WORK TASK: Print the records exactly as given.
________________________
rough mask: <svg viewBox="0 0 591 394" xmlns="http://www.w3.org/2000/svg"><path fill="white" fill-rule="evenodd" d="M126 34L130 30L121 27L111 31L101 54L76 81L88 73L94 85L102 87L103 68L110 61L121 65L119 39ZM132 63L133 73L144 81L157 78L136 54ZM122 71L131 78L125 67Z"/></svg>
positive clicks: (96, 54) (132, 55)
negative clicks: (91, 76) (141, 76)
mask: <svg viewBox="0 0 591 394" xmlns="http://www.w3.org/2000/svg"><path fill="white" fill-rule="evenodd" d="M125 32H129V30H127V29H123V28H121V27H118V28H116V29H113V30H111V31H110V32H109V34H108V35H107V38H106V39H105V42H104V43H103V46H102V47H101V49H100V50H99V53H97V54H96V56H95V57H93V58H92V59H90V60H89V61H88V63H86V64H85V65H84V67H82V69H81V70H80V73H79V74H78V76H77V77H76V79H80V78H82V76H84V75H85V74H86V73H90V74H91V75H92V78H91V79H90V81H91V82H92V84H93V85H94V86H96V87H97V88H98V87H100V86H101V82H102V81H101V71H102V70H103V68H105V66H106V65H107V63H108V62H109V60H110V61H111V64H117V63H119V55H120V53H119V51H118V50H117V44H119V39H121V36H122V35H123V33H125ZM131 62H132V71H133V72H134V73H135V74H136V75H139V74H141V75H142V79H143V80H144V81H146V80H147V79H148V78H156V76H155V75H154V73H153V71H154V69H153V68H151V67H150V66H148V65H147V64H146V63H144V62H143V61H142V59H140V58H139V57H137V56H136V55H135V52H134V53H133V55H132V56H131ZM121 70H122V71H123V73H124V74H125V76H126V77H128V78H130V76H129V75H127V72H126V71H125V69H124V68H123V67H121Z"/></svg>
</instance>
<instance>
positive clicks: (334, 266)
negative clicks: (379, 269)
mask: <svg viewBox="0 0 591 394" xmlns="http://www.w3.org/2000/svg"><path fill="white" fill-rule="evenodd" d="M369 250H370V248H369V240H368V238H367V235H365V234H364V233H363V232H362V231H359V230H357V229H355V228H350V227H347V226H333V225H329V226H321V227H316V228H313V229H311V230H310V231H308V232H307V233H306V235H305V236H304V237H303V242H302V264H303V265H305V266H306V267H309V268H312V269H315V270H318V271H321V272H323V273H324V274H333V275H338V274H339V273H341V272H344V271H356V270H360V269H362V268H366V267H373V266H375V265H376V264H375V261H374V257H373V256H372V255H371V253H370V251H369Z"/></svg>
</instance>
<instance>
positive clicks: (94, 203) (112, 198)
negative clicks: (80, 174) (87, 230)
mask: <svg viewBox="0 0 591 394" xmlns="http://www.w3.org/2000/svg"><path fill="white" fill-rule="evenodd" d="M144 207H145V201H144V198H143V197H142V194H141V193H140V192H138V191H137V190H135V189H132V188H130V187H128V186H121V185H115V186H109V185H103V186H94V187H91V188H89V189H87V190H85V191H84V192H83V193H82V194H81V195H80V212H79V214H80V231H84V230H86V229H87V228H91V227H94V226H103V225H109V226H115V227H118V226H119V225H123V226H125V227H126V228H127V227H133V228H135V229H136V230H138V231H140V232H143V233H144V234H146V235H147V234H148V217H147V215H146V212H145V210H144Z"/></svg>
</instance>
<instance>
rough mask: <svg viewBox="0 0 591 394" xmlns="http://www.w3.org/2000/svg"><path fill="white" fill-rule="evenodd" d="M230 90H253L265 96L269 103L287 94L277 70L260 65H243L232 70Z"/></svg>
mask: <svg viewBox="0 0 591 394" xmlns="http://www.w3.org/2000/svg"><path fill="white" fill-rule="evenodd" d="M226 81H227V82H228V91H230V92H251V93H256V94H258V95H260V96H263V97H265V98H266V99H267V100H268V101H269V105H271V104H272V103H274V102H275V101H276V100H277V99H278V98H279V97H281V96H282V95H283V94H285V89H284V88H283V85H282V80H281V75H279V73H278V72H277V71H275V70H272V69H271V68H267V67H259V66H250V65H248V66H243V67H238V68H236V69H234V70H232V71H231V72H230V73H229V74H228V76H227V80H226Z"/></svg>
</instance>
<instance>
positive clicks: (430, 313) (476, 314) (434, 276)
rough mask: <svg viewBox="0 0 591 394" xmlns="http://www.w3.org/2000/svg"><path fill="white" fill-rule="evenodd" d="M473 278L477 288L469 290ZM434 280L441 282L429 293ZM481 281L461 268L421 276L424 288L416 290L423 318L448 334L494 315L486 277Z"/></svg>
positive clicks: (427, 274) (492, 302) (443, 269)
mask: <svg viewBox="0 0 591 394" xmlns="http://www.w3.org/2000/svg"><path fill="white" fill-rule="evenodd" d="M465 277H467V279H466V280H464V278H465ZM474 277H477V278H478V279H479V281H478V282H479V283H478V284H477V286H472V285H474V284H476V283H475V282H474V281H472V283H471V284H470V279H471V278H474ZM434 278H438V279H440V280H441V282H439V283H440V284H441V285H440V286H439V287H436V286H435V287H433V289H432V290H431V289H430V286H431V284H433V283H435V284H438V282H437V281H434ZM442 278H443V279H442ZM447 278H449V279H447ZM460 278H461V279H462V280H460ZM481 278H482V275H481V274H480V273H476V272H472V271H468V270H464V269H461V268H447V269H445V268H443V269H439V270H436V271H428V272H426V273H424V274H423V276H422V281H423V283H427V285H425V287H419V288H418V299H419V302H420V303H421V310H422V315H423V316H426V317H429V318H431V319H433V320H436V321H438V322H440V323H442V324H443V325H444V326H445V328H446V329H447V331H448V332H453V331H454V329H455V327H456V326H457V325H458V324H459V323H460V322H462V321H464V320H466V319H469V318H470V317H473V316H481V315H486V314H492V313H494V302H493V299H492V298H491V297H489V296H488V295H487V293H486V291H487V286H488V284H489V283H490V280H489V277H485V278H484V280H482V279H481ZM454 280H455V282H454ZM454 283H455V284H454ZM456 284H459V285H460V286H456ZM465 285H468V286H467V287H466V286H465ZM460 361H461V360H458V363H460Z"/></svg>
________________________
OUTPUT OF THE EXERCISE:
rough mask: <svg viewBox="0 0 591 394" xmlns="http://www.w3.org/2000/svg"><path fill="white" fill-rule="evenodd" d="M126 34L130 30L121 27L111 31L101 54L76 81L88 73L94 85L102 87L103 68L110 61L121 65L119 39ZM132 63L133 73L144 81L157 78L136 54ZM122 71L131 78L125 67Z"/></svg>
positive clicks: (96, 54) (132, 55)
negative clicks: (91, 76) (141, 76)
mask: <svg viewBox="0 0 591 394" xmlns="http://www.w3.org/2000/svg"><path fill="white" fill-rule="evenodd" d="M125 32H129V30H127V29H123V28H121V27H118V28H116V29H113V30H111V31H110V32H109V34H108V35H107V38H106V39H105V42H104V43H103V46H102V47H101V49H100V50H99V53H97V54H96V56H95V57H93V58H92V59H90V60H89V61H88V63H86V64H85V65H84V67H82V69H81V70H80V73H79V74H78V76H77V77H76V79H80V78H82V76H84V75H85V74H86V73H90V74H91V75H92V78H91V79H90V81H91V82H92V84H93V85H94V86H96V87H97V88H98V87H100V86H101V82H102V81H101V71H102V70H103V68H105V66H106V65H107V63H108V62H109V60H110V61H111V64H117V63H119V55H120V53H119V51H118V50H117V44H119V39H121V36H122V35H123V33H125ZM131 62H132V71H133V72H134V73H135V74H136V75H139V74H141V75H142V79H143V80H144V81H146V80H147V79H148V78H156V76H155V75H154V73H153V71H154V69H153V68H151V67H150V66H148V65H147V64H146V63H144V62H143V61H142V59H140V58H139V57H137V56H136V55H135V52H134V53H133V55H132V56H131ZM121 70H122V71H123V73H124V74H125V76H126V77H128V78H130V76H129V75H127V72H126V71H125V69H124V68H123V67H121Z"/></svg>
</instance>
<instance>
positive clicks: (334, 266)
negative clicks: (379, 269)
mask: <svg viewBox="0 0 591 394" xmlns="http://www.w3.org/2000/svg"><path fill="white" fill-rule="evenodd" d="M369 250H370V248H369V240H368V238H367V235H365V234H364V233H363V232H362V231H359V230H357V229H355V228H350V227H347V226H333V225H329V226H321V227H316V228H313V229H311V230H310V231H308V232H307V233H306V235H305V236H304V237H303V242H302V264H303V265H305V266H306V267H309V268H312V269H315V270H318V271H321V272H323V273H324V274H333V275H338V274H339V273H341V272H344V271H356V270H360V269H362V268H366V267H373V266H375V265H376V264H375V261H374V257H373V256H372V255H371V253H370V251H369Z"/></svg>
</instance>
<instance>
positive clicks: (94, 203) (112, 198)
negative clicks: (80, 174) (87, 230)
mask: <svg viewBox="0 0 591 394" xmlns="http://www.w3.org/2000/svg"><path fill="white" fill-rule="evenodd" d="M144 207H145V201H144V198H143V197H142V194H141V193H140V192H138V191H137V190H135V189H132V188H130V187H128V186H121V185H115V186H109V185H103V186H94V187H91V188H89V189H87V190H85V191H84V192H83V193H82V194H81V195H80V212H79V214H80V231H84V230H86V229H87V228H91V227H94V226H103V225H109V226H115V227H118V226H119V225H123V226H125V227H126V228H127V227H133V228H135V229H136V230H138V231H140V232H143V233H144V234H146V235H147V234H148V217H147V215H146V212H145V210H144Z"/></svg>
</instance>
<instance>
rough mask: <svg viewBox="0 0 591 394" xmlns="http://www.w3.org/2000/svg"><path fill="white" fill-rule="evenodd" d="M230 90H253L265 96L269 103L287 94L277 70L260 65H243L232 70Z"/></svg>
mask: <svg viewBox="0 0 591 394" xmlns="http://www.w3.org/2000/svg"><path fill="white" fill-rule="evenodd" d="M226 81H227V82H228V91H230V92H251V93H256V94H258V95H260V96H263V97H265V98H266V99H267V100H268V101H269V105H271V104H272V103H274V102H275V101H276V100H277V99H278V98H279V97H281V96H282V95H283V94H285V89H284V88H283V85H282V80H281V75H279V73H278V72H277V71H275V70H272V69H271V68H267V67H259V66H250V65H248V66H243V67H238V68H236V69H234V70H232V71H231V72H230V73H229V74H228V76H227V80H226Z"/></svg>
</instance>
<instance>
positive clicks: (430, 313) (476, 314) (434, 276)
rough mask: <svg viewBox="0 0 591 394" xmlns="http://www.w3.org/2000/svg"><path fill="white" fill-rule="evenodd" d="M473 278L477 288L469 290ZM434 280L441 282L429 293ZM481 281L461 268L421 276L424 288L416 290L423 318L448 334L494 315L486 277Z"/></svg>
positive clicks: (427, 274) (492, 302) (443, 269)
mask: <svg viewBox="0 0 591 394" xmlns="http://www.w3.org/2000/svg"><path fill="white" fill-rule="evenodd" d="M465 277H467V279H466V280H464V278H465ZM474 277H477V278H478V279H479V281H478V282H479V283H478V284H477V286H472V285H474V284H476V283H475V282H474V281H472V283H471V284H470V279H471V278H474ZM434 278H438V279H440V280H441V282H439V283H440V284H441V285H440V286H439V287H436V286H435V287H433V289H432V290H431V289H430V286H431V284H433V283H435V284H438V282H437V281H434ZM442 278H443V279H442ZM447 278H449V279H447ZM460 278H461V279H462V280H460ZM481 278H482V275H481V274H480V273H476V272H472V271H468V270H464V269H461V268H447V269H445V268H443V269H439V270H436V271H428V272H426V273H424V274H423V276H422V281H423V283H427V285H425V287H419V288H418V299H419V302H420V303H421V310H422V315H423V316H426V317H429V318H431V319H433V320H436V321H438V322H440V323H442V324H443V325H444V326H445V328H446V329H447V331H448V332H453V331H454V329H455V327H456V326H457V325H458V324H459V323H460V322H462V321H464V320H466V319H469V318H470V317H473V316H481V315H486V314H492V313H494V302H493V299H492V298H491V297H489V296H488V295H487V293H486V291H487V286H488V284H489V283H490V280H489V277H485V278H484V280H482V279H481ZM454 280H455V282H454ZM454 283H455V284H454ZM456 284H459V285H460V286H456ZM465 285H468V286H467V287H466V286H465ZM460 361H461V360H458V363H460Z"/></svg>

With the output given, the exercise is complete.